_Brief 1_: In the post, what has reminded the writer of how closely connected she and Adam are? Answer in one to three sentences.
_Brief 2_: Extract the part of the post starting with "Home, home, home" and going on through "head this morning.", copying it word for word.

_Provided passage_:
○ ○ ○

In two days I will be reunited with my son Adam for Christmas. As I have been without him for a week, I am starkly reminded of how closely connected we are and how I understand Barb and her decisions because of it.

Tis the season. May we all find our joy, our happiness and remember the importance of this most valuable thing of all. This little thing called love.

Home, home, home

Filed Under (Adam, Joy, Single Parenthood) by Estee on 15-12-2009

I always knew Adam was a tough little egg. As I had written earlier today, he defied the sleep aid in the hospital that would knock, likely, a typical kid on their back. Not my Adam; he was fighting this sleep. Maybe he was determined to defy any hospital hand after the weekend. No electrode would be placed on his adorable little autie head this morning.

I have to admit, this single mom is pooped. A couple of canceled events — of course I was going to cancel them and do everything and anything for the little man — all the worry, sleepless nights and all that social deprivation! We met with unknowledgable Emergency Room staff (Did I say that? I really wanted to use the word graceless), I slept beside him in the pediatric ward for the first time since he was born, I orchestrated (felt more like moving mountains) to get this EEG this week, instead of in February. And NADA. Anyone have a Grey Goose on ice?

○ ○ ○

_Data for analysis_:

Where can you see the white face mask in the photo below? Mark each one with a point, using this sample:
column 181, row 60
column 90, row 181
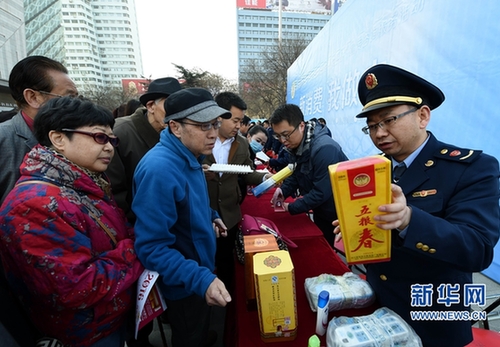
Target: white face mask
column 256, row 146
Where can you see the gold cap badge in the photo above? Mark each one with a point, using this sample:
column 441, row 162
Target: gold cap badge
column 371, row 81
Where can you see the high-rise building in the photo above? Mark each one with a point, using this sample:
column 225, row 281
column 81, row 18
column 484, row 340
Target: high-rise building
column 97, row 40
column 12, row 46
column 44, row 32
column 259, row 25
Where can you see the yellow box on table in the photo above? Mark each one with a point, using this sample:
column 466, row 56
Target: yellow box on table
column 276, row 299
column 359, row 187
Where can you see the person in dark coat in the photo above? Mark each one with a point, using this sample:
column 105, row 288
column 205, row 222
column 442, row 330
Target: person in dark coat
column 444, row 214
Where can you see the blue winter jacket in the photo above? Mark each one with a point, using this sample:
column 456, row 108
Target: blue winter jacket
column 174, row 233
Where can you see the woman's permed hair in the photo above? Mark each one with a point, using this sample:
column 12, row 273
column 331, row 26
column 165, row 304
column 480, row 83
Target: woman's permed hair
column 69, row 112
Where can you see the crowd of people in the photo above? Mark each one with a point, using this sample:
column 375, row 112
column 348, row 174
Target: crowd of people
column 89, row 199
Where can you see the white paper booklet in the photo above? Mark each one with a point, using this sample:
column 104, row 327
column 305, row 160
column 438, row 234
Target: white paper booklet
column 262, row 156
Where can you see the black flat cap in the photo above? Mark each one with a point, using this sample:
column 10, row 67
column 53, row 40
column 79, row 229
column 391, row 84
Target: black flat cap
column 196, row 104
column 385, row 85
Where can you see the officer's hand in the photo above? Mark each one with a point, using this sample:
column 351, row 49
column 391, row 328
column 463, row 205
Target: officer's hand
column 220, row 228
column 397, row 214
column 217, row 294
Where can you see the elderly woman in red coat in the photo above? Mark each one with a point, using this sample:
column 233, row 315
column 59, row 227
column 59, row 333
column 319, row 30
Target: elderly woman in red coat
column 66, row 247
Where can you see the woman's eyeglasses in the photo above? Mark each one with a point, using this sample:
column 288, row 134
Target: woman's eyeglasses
column 100, row 138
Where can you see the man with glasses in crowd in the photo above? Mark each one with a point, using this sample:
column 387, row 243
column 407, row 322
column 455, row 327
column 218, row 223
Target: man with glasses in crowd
column 175, row 227
column 444, row 214
column 139, row 133
column 312, row 151
column 32, row 82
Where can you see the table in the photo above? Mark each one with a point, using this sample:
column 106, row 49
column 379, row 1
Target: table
column 312, row 257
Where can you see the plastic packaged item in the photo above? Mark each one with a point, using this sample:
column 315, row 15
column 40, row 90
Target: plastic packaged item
column 273, row 180
column 346, row 291
column 322, row 313
column 383, row 328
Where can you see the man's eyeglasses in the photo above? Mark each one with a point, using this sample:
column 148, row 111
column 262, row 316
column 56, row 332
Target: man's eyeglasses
column 286, row 137
column 100, row 138
column 205, row 126
column 372, row 128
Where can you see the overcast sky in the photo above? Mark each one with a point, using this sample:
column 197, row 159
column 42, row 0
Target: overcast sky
column 192, row 33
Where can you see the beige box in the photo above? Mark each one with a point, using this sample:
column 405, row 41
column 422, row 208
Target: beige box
column 359, row 187
column 254, row 244
column 276, row 300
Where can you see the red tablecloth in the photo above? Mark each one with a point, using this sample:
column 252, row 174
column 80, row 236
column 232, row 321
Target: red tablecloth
column 293, row 227
column 312, row 257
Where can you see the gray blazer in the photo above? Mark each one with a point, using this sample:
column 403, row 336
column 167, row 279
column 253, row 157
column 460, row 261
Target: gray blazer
column 16, row 139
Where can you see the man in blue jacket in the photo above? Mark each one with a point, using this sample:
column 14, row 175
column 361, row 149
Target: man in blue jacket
column 444, row 214
column 312, row 151
column 175, row 228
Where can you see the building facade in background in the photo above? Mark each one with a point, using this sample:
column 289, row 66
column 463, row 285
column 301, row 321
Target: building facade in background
column 44, row 30
column 12, row 46
column 97, row 40
column 258, row 25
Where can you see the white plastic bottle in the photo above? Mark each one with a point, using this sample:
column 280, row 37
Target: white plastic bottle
column 322, row 313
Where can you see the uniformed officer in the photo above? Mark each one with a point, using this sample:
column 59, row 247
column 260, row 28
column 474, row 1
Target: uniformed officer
column 444, row 216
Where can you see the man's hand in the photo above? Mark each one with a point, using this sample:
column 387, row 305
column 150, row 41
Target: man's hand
column 220, row 228
column 217, row 294
column 209, row 175
column 336, row 230
column 397, row 214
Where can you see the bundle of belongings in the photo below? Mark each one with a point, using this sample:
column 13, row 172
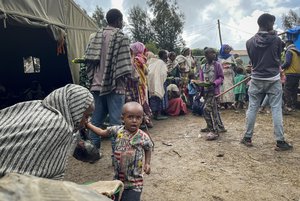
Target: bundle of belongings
column 30, row 188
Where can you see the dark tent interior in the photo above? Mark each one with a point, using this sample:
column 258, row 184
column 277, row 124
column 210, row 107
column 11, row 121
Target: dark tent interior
column 19, row 42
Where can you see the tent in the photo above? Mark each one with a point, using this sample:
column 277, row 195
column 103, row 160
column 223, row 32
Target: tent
column 45, row 35
column 293, row 34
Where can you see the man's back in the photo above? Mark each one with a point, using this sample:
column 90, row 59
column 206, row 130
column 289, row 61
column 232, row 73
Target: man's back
column 264, row 50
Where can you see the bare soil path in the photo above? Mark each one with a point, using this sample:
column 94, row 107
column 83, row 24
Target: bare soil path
column 186, row 167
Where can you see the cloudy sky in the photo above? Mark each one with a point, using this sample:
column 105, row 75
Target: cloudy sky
column 237, row 18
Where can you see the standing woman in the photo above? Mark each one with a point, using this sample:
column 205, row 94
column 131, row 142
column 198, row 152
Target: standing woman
column 139, row 61
column 36, row 136
column 228, row 64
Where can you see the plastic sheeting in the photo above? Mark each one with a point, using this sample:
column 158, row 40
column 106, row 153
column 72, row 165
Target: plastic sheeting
column 63, row 19
column 29, row 188
column 293, row 34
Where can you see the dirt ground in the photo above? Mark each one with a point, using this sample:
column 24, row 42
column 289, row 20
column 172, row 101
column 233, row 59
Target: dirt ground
column 186, row 167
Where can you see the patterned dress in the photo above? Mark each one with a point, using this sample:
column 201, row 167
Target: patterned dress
column 129, row 155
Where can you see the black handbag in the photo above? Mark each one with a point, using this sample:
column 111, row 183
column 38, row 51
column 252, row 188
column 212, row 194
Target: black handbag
column 85, row 150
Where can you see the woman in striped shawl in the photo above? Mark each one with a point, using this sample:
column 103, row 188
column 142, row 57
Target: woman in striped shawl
column 36, row 136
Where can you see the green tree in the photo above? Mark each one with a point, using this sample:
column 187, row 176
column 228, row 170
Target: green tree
column 198, row 52
column 140, row 26
column 290, row 20
column 98, row 17
column 167, row 24
column 152, row 47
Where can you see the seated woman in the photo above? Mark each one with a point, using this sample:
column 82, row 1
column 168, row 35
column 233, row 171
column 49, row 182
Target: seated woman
column 176, row 104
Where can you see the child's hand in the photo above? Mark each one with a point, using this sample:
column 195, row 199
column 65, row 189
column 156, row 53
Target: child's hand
column 147, row 168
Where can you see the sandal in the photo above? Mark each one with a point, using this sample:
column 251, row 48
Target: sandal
column 205, row 130
column 211, row 136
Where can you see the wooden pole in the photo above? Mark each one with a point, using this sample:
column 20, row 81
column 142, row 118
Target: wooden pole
column 237, row 84
column 219, row 28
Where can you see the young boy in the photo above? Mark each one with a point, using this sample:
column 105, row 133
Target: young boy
column 240, row 90
column 131, row 145
column 212, row 78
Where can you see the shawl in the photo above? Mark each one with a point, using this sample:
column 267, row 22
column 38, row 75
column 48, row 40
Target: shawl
column 222, row 54
column 36, row 136
column 157, row 75
column 139, row 63
column 117, row 64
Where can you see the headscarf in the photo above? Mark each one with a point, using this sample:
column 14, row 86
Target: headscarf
column 184, row 50
column 137, row 48
column 36, row 136
column 222, row 54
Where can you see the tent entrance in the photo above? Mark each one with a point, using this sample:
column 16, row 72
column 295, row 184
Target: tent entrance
column 18, row 43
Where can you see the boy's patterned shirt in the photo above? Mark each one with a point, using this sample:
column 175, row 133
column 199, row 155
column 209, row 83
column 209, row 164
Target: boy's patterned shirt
column 129, row 155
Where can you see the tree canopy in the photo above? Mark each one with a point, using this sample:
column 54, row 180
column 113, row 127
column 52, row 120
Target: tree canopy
column 140, row 25
column 290, row 20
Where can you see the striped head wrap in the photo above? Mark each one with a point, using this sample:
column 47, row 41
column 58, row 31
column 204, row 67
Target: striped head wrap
column 36, row 136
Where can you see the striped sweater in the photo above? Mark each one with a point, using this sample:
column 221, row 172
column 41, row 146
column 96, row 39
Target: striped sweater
column 36, row 136
column 117, row 64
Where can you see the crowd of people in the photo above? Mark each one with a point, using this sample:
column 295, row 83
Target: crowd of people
column 130, row 87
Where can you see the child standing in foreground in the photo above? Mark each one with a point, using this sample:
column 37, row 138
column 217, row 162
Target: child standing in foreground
column 131, row 147
column 212, row 78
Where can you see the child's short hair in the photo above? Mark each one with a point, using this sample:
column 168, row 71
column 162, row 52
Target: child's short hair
column 162, row 53
column 209, row 49
column 264, row 19
column 239, row 70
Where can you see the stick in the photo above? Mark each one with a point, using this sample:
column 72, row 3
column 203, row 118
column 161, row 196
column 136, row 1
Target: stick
column 237, row 84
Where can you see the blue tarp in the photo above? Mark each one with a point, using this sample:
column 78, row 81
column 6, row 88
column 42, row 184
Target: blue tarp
column 293, row 34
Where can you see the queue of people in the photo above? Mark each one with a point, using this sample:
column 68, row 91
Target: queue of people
column 130, row 87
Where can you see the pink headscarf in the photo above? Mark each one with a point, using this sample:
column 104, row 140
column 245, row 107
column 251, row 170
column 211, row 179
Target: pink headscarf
column 137, row 48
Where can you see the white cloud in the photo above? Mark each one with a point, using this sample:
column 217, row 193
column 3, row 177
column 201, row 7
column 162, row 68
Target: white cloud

○ ○ ○

_Written answer 1_: She has been without Adam for a week, and that time apart has starkly reminded her of how closely connected they are.

_Written answer 2_:
Home, home, home

Filed Under (Adam, Joy, Single Parenthood) by Estee on 15-12-2009

I always knew Adam was a tough little egg. As I had written earlier today, he defied the sleep aid in the hospital that would knock, likely, a typical kid on their back. Not my Adam; he was fighting this sleep. Maybe he was determined to defy any hospital hand after the weekend. No electrode would be placed on his adorable little autie head this morning.